Problem to work on. Your task is to copy each line of the material that holds the word "below".
(Dataset Opens)
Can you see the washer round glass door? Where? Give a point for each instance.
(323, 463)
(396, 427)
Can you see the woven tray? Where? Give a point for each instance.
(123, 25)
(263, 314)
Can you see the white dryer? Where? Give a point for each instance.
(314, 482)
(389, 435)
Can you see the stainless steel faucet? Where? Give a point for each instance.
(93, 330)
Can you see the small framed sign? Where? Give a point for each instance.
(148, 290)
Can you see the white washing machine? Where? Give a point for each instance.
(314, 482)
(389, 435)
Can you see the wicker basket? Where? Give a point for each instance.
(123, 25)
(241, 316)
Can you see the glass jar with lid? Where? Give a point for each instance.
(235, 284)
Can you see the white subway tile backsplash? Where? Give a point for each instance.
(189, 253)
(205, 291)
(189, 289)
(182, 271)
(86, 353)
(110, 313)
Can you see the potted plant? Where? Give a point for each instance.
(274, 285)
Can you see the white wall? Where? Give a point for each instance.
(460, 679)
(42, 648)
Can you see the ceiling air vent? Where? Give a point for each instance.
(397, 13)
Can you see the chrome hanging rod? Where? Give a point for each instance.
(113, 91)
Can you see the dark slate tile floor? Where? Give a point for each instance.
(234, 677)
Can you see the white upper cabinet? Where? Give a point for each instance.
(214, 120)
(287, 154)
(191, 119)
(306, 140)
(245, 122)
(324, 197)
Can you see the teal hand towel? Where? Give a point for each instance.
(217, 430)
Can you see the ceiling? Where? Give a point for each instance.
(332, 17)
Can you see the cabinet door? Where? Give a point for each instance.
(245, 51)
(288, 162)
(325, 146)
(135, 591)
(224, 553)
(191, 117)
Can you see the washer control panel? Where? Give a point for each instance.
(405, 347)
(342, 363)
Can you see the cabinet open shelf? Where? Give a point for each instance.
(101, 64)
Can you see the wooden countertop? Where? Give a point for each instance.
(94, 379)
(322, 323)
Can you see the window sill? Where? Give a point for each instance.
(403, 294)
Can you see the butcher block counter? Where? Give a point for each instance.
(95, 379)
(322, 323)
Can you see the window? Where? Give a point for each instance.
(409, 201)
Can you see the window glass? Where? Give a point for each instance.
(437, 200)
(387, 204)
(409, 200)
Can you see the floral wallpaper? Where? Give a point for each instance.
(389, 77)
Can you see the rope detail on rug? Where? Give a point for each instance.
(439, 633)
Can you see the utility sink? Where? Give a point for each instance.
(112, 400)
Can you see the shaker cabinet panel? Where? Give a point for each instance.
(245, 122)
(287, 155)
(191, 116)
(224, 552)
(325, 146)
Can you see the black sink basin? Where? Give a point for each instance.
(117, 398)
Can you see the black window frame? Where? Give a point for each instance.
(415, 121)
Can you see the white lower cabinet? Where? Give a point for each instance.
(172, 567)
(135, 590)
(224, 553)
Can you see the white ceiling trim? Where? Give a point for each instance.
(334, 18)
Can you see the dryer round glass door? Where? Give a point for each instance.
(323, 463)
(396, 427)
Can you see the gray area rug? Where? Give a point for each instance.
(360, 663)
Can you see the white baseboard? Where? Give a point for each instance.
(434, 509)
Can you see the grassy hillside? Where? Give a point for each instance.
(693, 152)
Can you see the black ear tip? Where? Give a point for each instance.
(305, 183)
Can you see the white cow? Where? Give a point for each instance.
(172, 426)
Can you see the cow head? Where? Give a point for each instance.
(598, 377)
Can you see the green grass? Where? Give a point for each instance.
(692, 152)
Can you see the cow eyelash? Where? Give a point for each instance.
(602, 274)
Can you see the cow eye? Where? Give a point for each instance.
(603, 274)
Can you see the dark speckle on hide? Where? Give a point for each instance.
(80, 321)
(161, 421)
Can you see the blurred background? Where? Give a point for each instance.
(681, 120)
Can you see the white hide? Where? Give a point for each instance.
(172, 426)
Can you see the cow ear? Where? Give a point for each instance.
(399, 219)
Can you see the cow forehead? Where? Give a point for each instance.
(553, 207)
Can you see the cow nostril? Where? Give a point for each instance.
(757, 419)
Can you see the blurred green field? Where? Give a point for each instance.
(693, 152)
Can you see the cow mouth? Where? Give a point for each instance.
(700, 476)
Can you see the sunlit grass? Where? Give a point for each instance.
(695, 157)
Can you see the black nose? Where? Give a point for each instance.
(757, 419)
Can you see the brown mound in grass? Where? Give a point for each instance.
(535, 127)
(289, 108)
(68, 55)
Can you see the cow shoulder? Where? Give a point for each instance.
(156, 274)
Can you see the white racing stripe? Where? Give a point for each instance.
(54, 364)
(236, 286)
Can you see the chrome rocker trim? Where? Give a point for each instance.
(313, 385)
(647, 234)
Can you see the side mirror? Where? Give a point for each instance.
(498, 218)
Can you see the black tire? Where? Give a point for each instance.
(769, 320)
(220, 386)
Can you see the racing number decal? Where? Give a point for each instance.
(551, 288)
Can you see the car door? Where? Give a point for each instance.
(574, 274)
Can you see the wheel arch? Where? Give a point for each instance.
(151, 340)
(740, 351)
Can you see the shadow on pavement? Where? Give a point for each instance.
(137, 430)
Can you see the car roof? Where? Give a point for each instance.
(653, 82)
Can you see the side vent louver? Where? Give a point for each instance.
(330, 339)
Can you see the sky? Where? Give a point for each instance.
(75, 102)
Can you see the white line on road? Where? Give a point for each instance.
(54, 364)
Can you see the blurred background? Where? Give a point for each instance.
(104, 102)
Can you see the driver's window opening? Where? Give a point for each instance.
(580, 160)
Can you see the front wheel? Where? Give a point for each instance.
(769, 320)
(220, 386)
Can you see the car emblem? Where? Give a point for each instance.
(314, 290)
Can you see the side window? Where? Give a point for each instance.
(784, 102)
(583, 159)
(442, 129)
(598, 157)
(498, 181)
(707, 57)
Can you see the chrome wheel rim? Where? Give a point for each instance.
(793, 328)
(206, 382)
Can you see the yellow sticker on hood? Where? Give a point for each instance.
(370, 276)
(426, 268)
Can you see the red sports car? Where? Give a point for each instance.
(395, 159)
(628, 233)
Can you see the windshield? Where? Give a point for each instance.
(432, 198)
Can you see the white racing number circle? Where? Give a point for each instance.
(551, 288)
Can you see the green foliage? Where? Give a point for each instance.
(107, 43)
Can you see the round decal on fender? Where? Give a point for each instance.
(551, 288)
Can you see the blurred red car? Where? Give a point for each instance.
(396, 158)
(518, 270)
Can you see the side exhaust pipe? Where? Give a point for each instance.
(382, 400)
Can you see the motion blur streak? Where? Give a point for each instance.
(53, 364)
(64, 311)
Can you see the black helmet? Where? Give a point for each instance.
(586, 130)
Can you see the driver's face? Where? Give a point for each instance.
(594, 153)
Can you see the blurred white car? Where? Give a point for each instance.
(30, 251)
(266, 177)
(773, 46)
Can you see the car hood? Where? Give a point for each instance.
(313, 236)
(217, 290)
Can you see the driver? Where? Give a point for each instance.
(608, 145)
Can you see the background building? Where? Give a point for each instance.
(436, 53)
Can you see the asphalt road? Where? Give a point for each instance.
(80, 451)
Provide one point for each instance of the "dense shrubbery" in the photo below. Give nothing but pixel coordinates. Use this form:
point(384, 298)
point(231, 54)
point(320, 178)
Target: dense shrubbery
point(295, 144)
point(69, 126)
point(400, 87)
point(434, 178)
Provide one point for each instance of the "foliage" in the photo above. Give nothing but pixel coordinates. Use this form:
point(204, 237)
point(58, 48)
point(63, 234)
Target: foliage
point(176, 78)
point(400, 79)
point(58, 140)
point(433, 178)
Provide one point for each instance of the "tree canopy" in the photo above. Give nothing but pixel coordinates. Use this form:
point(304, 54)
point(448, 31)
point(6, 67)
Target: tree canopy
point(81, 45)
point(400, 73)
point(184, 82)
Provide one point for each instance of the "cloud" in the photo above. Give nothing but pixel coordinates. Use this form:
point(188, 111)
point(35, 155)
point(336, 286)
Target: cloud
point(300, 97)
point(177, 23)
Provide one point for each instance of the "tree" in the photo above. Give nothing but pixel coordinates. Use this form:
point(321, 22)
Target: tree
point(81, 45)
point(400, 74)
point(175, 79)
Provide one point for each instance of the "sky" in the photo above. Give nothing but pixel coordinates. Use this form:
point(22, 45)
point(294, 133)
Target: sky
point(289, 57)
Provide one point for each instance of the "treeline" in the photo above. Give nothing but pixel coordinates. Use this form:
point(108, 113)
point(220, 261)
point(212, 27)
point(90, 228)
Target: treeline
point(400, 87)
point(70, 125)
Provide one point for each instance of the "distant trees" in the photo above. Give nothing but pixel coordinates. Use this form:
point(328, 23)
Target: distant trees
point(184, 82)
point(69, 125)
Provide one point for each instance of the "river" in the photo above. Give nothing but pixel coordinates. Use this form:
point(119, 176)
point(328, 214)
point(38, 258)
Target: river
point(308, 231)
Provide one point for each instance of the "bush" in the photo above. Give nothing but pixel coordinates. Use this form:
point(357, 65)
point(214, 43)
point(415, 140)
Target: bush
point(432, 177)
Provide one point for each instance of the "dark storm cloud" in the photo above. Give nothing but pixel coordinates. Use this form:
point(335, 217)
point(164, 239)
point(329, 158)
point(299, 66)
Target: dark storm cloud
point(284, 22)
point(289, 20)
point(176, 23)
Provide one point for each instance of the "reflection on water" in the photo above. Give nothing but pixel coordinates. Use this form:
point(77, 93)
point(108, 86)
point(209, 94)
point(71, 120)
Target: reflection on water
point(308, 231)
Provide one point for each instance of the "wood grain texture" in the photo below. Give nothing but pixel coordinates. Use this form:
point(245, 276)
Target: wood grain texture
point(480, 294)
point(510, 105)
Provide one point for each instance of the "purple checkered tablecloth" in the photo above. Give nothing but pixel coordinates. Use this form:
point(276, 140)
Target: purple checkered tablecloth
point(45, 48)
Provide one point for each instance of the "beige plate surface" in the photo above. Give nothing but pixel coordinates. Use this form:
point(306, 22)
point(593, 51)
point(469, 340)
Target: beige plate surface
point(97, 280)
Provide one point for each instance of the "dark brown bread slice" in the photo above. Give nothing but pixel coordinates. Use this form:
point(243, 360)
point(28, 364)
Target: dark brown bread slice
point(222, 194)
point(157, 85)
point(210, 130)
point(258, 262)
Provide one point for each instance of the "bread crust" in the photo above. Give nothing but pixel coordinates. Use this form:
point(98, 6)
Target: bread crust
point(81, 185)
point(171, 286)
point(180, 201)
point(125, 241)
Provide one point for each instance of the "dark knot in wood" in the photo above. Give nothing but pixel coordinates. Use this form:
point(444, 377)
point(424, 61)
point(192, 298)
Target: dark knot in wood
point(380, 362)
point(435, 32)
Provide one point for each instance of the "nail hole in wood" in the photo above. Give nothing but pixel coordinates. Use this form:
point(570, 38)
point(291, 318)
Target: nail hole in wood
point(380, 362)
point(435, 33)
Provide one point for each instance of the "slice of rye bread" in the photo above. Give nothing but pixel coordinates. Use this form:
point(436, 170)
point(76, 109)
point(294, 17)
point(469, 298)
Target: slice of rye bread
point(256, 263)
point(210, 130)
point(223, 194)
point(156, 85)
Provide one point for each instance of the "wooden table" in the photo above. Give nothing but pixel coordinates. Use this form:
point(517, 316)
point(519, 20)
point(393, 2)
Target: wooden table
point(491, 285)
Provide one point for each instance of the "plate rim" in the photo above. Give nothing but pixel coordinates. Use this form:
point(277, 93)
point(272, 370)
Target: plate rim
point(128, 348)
(Dataset Closes)
Result for this task.
Provide one point for each instance of the "dense shrubbery" in the photo below. Give nothing but pixel coordinates. Use this form:
Provide one point for each instance of the "wood grain texture" in the photo below. Give nothing but pixel coordinates. Use this form:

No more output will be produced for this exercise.